◆ **Task details**
Beginning with the line containing "the stone pavement" and ending with the last line, repeat the records exactly.
———
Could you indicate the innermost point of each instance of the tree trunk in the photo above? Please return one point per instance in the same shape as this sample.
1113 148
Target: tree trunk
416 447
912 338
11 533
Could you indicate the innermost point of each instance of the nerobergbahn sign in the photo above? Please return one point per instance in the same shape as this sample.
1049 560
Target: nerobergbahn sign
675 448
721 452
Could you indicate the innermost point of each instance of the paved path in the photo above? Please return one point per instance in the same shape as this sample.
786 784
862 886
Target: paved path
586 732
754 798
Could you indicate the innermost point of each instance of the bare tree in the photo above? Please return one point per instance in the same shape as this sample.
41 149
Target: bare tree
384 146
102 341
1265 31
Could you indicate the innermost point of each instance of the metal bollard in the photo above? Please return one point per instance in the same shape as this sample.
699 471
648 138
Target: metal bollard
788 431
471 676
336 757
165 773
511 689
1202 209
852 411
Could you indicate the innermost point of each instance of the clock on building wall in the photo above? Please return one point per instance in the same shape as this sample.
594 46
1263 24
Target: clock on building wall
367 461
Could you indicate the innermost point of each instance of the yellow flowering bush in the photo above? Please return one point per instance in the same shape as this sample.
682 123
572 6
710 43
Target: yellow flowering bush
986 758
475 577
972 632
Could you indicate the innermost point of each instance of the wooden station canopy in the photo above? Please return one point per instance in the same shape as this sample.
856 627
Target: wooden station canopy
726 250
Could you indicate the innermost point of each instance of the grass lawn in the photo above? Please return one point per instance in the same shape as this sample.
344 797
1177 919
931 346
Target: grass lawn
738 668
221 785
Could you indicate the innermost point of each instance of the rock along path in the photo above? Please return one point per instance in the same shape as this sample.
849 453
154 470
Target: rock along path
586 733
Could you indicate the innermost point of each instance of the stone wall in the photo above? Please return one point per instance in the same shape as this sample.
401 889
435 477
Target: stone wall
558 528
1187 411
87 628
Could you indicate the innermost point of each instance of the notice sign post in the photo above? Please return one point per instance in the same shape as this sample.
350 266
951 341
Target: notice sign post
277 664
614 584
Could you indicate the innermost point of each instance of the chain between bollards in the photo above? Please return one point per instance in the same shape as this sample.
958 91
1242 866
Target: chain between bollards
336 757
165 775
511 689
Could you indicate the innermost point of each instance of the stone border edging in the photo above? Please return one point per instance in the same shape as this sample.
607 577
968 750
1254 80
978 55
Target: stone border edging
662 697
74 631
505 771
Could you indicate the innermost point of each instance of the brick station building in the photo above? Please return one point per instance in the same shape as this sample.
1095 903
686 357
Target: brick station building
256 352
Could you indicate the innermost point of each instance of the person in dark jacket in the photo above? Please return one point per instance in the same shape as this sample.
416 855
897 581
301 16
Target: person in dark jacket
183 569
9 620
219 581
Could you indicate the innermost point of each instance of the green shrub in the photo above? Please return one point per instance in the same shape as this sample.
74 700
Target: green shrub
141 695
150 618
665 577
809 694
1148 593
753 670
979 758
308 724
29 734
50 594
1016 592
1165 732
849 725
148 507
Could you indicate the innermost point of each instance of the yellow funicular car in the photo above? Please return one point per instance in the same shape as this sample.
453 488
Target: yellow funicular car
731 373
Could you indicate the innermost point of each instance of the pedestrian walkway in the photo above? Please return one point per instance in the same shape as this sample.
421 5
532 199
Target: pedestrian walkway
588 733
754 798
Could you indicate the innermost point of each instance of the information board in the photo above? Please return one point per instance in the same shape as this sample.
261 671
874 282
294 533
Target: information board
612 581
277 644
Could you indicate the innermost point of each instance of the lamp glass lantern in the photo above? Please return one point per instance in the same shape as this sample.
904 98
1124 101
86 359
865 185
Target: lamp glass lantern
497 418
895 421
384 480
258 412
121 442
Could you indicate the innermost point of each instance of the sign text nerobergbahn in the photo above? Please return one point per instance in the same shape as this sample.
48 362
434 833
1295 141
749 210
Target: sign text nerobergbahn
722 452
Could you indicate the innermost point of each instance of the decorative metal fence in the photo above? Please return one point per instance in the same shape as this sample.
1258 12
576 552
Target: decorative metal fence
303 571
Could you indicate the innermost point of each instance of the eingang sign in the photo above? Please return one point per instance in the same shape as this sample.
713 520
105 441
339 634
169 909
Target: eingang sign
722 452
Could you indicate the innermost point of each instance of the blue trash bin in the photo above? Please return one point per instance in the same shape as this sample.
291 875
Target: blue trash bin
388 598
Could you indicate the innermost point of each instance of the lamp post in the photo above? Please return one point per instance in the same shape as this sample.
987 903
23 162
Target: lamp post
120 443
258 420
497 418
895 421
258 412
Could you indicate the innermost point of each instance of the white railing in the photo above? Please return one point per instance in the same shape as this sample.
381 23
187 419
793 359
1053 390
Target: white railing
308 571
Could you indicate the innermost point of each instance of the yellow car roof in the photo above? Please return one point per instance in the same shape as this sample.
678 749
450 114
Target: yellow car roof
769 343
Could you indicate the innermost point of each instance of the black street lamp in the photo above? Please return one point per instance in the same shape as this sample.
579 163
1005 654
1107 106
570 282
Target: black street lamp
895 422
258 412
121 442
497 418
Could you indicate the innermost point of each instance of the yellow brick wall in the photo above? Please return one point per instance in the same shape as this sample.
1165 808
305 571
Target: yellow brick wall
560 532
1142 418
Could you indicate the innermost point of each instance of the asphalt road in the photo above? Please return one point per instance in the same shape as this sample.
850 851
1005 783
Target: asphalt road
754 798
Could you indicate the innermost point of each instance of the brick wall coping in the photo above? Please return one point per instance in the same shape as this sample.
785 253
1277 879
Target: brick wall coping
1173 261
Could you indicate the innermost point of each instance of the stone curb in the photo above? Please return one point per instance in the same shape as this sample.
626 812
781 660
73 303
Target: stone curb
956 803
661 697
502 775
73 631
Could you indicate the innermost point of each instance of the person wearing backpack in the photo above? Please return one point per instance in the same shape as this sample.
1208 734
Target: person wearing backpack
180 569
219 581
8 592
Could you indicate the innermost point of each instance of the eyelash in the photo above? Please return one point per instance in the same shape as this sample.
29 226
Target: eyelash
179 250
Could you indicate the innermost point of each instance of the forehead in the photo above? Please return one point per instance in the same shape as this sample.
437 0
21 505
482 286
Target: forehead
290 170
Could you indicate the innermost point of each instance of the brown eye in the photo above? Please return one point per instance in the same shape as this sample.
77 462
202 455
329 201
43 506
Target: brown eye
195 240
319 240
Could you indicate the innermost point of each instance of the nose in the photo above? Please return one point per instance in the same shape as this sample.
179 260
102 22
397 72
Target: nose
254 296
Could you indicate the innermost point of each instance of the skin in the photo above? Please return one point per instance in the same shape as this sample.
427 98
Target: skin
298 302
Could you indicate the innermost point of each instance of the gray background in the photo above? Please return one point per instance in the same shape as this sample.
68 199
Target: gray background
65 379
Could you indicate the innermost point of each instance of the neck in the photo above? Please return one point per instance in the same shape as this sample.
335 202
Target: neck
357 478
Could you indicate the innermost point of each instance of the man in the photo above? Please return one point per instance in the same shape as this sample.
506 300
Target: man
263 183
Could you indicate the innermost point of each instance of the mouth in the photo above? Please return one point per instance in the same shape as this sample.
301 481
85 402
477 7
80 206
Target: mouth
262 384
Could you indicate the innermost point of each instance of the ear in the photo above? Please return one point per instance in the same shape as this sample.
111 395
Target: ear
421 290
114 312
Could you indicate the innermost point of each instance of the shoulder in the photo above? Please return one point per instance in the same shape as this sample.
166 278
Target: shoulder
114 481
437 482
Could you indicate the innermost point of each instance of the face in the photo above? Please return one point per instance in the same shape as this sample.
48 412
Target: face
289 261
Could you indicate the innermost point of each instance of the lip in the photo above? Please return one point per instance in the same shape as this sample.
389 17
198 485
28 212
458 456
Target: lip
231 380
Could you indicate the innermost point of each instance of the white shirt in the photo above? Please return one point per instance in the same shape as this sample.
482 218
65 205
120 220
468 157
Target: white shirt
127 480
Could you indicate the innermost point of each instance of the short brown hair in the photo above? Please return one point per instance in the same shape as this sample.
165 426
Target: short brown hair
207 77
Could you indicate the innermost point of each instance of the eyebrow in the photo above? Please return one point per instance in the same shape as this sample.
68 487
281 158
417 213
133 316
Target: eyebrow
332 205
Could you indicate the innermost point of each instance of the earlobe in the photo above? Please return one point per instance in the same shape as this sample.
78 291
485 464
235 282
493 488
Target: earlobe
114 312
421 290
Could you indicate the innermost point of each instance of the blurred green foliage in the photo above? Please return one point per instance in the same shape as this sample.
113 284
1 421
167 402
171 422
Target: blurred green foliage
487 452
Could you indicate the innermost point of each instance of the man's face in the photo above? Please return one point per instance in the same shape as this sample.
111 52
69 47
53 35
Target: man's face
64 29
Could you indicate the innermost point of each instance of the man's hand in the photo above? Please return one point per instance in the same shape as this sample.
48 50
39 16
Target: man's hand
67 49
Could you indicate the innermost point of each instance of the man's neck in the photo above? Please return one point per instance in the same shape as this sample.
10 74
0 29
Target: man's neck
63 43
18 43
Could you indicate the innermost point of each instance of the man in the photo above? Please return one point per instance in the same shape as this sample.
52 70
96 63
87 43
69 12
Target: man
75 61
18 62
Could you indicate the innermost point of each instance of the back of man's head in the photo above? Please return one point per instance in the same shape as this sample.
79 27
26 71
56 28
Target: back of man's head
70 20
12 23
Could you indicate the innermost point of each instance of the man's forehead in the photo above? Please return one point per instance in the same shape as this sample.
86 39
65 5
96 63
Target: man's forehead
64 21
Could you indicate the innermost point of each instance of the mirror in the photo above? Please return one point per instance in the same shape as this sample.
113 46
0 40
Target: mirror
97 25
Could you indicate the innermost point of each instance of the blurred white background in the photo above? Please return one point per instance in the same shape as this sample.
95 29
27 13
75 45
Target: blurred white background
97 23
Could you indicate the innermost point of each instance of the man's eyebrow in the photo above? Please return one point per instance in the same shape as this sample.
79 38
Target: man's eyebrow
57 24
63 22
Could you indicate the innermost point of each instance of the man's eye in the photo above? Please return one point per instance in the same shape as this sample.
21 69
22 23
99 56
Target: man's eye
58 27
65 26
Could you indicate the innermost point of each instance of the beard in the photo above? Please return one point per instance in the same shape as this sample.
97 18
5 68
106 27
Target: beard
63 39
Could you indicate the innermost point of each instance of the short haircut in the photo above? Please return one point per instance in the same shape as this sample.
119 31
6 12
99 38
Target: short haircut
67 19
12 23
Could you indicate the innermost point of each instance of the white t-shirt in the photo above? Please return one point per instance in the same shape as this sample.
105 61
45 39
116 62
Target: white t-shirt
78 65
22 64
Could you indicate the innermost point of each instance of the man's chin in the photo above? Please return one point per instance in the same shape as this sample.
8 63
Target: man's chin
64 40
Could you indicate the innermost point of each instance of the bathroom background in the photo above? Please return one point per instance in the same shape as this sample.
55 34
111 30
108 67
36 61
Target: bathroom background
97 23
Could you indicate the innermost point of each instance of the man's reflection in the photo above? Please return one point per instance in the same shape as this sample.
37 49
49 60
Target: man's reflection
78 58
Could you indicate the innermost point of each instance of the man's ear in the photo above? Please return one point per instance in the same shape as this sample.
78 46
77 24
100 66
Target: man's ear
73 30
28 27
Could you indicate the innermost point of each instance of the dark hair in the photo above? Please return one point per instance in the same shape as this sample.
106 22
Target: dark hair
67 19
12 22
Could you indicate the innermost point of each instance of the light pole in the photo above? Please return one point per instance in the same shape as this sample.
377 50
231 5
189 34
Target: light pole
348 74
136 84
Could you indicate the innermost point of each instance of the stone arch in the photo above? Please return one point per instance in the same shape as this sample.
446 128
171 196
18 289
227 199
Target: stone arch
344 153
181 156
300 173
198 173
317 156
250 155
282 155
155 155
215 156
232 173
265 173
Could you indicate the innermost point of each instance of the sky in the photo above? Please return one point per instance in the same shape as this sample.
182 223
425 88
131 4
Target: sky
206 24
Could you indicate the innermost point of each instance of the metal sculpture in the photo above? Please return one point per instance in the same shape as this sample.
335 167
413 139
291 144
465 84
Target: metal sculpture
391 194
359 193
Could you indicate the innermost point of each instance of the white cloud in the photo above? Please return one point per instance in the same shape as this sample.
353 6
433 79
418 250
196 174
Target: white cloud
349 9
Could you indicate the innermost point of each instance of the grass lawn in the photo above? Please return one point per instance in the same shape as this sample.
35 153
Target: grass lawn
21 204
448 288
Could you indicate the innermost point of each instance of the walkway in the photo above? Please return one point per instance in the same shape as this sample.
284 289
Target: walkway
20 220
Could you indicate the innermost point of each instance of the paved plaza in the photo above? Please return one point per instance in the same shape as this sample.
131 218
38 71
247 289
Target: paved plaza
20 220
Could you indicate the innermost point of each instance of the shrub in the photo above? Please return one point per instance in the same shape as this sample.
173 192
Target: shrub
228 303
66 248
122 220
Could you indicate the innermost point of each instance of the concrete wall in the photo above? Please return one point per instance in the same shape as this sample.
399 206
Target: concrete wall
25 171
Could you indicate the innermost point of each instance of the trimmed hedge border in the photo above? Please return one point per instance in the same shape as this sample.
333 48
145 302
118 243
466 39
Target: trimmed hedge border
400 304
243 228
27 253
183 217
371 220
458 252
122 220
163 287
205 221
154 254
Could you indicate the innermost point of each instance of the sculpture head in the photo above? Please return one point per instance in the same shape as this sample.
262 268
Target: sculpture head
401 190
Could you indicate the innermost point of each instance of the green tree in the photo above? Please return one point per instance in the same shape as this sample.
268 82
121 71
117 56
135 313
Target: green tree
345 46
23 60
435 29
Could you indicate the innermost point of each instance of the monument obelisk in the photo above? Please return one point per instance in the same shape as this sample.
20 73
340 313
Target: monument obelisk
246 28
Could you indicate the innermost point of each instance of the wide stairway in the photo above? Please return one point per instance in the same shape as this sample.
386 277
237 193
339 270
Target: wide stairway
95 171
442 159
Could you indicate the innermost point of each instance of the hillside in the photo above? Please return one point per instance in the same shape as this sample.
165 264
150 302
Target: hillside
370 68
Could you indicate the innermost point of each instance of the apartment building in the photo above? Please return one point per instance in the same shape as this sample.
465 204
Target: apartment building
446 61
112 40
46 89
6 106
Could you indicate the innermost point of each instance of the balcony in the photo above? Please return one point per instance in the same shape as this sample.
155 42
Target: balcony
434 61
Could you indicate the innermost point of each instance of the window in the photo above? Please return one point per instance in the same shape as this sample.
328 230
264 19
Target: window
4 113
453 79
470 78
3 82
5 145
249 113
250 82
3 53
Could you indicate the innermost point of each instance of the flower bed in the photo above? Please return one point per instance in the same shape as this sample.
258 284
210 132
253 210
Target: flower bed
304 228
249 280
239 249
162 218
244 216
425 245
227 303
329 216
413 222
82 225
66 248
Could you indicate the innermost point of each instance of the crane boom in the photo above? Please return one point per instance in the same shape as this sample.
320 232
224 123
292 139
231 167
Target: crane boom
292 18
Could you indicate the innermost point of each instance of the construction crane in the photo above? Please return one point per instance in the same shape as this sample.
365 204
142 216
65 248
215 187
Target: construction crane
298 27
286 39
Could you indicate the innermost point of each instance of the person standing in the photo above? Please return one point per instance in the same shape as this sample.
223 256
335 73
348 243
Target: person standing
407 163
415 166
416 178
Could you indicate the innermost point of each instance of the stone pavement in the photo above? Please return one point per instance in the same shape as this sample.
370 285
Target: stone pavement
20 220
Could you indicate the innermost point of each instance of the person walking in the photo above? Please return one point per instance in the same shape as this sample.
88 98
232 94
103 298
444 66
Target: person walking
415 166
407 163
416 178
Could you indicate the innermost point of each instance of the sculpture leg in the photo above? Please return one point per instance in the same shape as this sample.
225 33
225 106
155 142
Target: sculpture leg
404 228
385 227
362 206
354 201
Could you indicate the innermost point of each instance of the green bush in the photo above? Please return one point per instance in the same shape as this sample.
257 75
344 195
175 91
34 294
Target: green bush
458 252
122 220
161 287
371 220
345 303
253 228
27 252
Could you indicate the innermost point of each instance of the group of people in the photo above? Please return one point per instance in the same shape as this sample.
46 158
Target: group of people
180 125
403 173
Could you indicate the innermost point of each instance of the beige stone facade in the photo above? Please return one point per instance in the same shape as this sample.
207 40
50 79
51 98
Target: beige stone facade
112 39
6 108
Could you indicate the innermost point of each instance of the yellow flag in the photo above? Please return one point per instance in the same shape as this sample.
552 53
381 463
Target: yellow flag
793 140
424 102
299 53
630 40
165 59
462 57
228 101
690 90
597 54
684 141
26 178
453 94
———
◆ **Exercise result**
Could you indicate the innermost point of each instance of the stone pavement in the photo above? Please return one point per instance in the same shape as this sample.
370 285
Target: stone pavement
20 220
Could you indicate the innermost point of each instance of the person walking in the photo above? Please return one point per instance in the same shape as this sample.
88 98
232 94
103 298
444 66
Target: person walking
415 166
407 163
416 178
Could you indicate the innermost point of each instance of the sculpture leg in the photo above? Please return one point per instance in the same shape as this sample.
225 33
225 106
155 142
Target: sculpture leg
404 228
385 227
362 206
354 201
Could you indicate the innermost point of each instance of the green bush in the photo above? Please return one point per instance in the same shape as this sample.
257 75
344 195
175 91
34 294
Target: green bush
458 252
122 220
161 287
371 220
345 303
253 228
27 252
Could you indicate the innermost point of each instance of the group of people in the photo above? Please return one point per instance in the same shape as this sample.
46 158
Target: group of people
180 125
403 173
Could you indicate the innermost point of each instance of the beige stone facade in the photo above? Please return one point per instance in the same shape as this sample.
207 40
50 79
51 98
Target: beige stone facade
112 39
6 108
Could you indicate the innermost point of each instance of the yellow flag in the photo above? Please return one point per instance in the same shape as this sample.
552 53
381 463
Target: yellow flag
793 140
424 102
299 53
630 40
165 59
462 57
228 101
690 90
597 54
684 141
26 178
453 94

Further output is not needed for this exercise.